- Passage given -

================================

Friday, October 9, 2009

Best Case vs Fears and Anxieties

The 'modern' thinking in course design is to think backwards- how do you get students to become inspired innovators for the 21st century? Or more likely, what do do students need to know before they can be expected to adequately describe the foodchain? As a student, I didn't realize that all classes weren't designed this way, but in retrospect, it does explain a lot of things.

Currently, I am reflecting on what I want my outcomes to be. In my dreamland, I inspire a generation of scientifically trained silver tongued mediators who descend on humanity to clarify the confusion surrounding modern bioethical debates. I am recruited to be a White House adviser, helping politicians understand science before they pass policy. More realistic though- especially for this first pass-, my pilot class is meeting from 3-5 on Friday afternoons. Ideally, they'll talk about it after we wrap up. Maybe some of them will sign up to take the real course. I won't have to do most of the talking (aha! I need more questions to ask, less 'things to tell them'). While my murky idea of success is marinating, I tried contrasting that to my worst case. No one does the reading. Not a soul talks, I say things that are embarrassingly wrong to fill the silence, debate gets too heated, students spend all weekend talking about the meltdown that resulted in f-bombs, tears or other unsuitable classroom material.

================================

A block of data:
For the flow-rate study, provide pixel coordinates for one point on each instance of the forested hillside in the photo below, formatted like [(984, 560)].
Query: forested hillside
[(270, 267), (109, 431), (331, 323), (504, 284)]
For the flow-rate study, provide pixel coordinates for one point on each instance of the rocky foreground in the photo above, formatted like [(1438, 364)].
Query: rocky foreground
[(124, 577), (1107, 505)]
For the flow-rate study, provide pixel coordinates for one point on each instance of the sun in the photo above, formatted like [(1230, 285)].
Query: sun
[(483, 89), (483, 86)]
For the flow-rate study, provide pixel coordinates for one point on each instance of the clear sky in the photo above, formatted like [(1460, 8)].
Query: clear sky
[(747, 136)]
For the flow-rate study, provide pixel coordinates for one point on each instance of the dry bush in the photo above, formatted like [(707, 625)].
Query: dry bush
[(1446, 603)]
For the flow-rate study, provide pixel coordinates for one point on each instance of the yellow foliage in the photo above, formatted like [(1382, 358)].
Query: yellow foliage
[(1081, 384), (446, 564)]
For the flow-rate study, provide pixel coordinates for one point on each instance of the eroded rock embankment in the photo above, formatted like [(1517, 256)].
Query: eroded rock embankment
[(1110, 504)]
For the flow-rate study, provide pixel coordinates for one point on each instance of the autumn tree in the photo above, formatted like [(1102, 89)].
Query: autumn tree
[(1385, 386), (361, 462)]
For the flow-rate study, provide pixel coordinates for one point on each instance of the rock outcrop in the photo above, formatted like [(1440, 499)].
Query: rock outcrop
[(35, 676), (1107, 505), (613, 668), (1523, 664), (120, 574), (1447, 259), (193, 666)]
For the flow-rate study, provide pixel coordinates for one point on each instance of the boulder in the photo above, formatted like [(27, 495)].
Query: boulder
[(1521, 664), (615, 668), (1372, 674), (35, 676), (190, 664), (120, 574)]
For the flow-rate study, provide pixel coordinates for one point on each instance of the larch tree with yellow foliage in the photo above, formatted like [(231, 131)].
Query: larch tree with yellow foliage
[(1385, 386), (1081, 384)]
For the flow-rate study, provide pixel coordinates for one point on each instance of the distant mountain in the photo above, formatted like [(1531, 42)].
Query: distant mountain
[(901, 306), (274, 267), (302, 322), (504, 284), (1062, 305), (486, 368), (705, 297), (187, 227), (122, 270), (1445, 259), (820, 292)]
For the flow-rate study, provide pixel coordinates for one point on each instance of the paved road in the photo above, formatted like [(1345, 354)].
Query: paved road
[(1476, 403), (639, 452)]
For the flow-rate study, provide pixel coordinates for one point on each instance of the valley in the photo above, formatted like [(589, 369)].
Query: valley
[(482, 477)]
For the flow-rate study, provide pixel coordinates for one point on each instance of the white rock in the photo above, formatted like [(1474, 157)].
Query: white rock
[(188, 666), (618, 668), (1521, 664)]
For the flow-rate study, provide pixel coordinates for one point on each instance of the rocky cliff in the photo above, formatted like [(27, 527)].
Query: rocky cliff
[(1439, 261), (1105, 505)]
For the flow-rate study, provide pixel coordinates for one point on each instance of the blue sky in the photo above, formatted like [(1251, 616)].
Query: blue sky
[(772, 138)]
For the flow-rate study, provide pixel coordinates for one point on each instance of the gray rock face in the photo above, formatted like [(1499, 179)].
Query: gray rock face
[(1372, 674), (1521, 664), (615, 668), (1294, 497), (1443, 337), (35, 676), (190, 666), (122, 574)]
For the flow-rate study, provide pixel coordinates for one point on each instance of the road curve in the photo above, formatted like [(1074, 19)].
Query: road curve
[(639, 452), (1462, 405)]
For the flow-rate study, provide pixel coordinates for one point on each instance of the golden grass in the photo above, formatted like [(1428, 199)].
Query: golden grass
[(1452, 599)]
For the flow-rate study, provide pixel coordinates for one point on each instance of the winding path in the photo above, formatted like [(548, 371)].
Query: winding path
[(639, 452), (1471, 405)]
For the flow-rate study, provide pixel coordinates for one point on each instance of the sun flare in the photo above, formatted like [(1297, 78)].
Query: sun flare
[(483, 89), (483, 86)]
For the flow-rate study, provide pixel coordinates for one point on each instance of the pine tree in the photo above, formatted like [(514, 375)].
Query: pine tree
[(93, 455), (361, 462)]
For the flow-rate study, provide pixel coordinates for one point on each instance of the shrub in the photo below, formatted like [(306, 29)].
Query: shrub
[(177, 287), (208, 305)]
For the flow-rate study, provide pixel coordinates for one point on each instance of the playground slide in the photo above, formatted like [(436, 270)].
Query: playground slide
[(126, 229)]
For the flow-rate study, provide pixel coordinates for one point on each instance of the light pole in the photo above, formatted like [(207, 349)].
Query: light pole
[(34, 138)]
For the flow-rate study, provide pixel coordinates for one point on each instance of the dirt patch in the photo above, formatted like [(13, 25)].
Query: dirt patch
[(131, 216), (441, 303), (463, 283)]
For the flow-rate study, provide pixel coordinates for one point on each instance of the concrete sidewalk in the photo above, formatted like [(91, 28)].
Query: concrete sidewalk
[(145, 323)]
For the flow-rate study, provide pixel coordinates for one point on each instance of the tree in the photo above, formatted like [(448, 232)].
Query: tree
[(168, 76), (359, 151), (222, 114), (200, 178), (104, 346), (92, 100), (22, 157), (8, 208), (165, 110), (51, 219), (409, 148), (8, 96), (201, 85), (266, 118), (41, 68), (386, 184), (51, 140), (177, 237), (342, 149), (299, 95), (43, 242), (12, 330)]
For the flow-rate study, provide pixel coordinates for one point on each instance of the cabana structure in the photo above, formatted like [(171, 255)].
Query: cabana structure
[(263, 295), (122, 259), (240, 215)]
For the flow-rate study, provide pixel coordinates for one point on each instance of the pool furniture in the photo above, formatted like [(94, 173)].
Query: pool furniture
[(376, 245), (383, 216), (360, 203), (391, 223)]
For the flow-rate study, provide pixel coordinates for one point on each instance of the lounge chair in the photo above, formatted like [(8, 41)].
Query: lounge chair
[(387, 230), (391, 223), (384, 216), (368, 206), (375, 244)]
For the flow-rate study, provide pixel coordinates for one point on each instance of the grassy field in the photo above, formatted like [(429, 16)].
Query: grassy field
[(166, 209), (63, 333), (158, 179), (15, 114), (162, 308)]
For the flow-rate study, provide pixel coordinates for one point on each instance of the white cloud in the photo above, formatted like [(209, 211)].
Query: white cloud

================================

- Tasks to carry out -
**A.** In the records, copy out everything from the line containing "like [(1230, 285)]." down to the line containing "[(1385, 386), (1081, 384)]", both of those lines included, without changing anything.
**B.** Pick up the blog post about planning a class right after its last sentence and keep writing.

- Answers to the exercises -
**A.**
For the flow-rate study, provide pixel coordinates for one point on each instance of the sun in the photo above, formatted like [(1230, 285)].
Query: sun
[(483, 89), (483, 86)]
For the flow-rate study, provide pixel coordinates for one point on each instance of the clear sky in the photo above, formatted like [(1460, 8)].
Query: clear sky
[(747, 136)]
For the flow-rate study, provide pixel coordinates for one point on each instance of the dry bush in the photo above, formatted like [(707, 625)].
Query: dry bush
[(1446, 603)]
For the flow-rate study, provide pixel coordinates for one point on each instance of the yellow foliage in the photo above, formatted like [(1382, 358)].
Query: yellow foliage
[(1081, 384), (446, 564)]
For the flow-rate study, provide pixel coordinates for one point on each instance of the eroded rock embankment in the photo above, formatted like [(1517, 256)].
Query: eroded rock embankment
[(1110, 504)]
For the flow-rate study, provide pixel coordinates for one point on each instance of the autumn tree in the photo above, formatted like [(1102, 89)].
Query: autumn tree
[(1385, 386), (361, 462)]
For the flow-rate study, provide pixel coordinates for one point on each instance of the rock outcrop in the photo above, formatted like [(1440, 499)].
Query: rock outcrop
[(35, 676), (1107, 505), (613, 668), (1523, 664), (120, 574), (1447, 259), (193, 666)]
For the flow-rate study, provide pixel coordinates for one point on each instance of the boulder in the photo above, formatted like [(27, 495)].
Query: boulder
[(1521, 664), (615, 668), (1372, 674), (35, 676), (190, 664), (120, 574)]
For the flow-rate study, provide pixel coordinates for one point on each instance of the larch tree with yellow foliage in the photo above, formatted like [(231, 131)].
Query: larch tree with yellow foliage
[(1385, 386), (1081, 384)]

**B.**
What I want is to filet the material, leave it out for the students to examine as raw as they can. At some point I am going to be asked to 'assess' this (what, give grades? Ack!), which means I do need to clarify what we are ALL getting out of the experience. There is a personal aspect to ethics, and bioethics is murky only in that it mixes the black and white of science with the personal and political. Not that it is too complex for undergrads to understand. I hope.

My first 'pilot' is set to be Oct 22. !! We are going to talk about Research Integrity- easily the MOST boring subject to tackle. This is the basic stuff of 'don't lie about your results' something that is not too distant from the 'don't cheat on your exams' stuff students get anyway, but something that is rarely explicitly stated in research. So, it must be done. I am going to take Noel's approach- try to help them understand that the public will believe them, as scientists, and that this gives them an onus to be responsible with the public trust. At the moment, what I mostly do is day dream and blog about it, but I like to imagine this is an essential component of the creative process.

1 comment:

Gordie said...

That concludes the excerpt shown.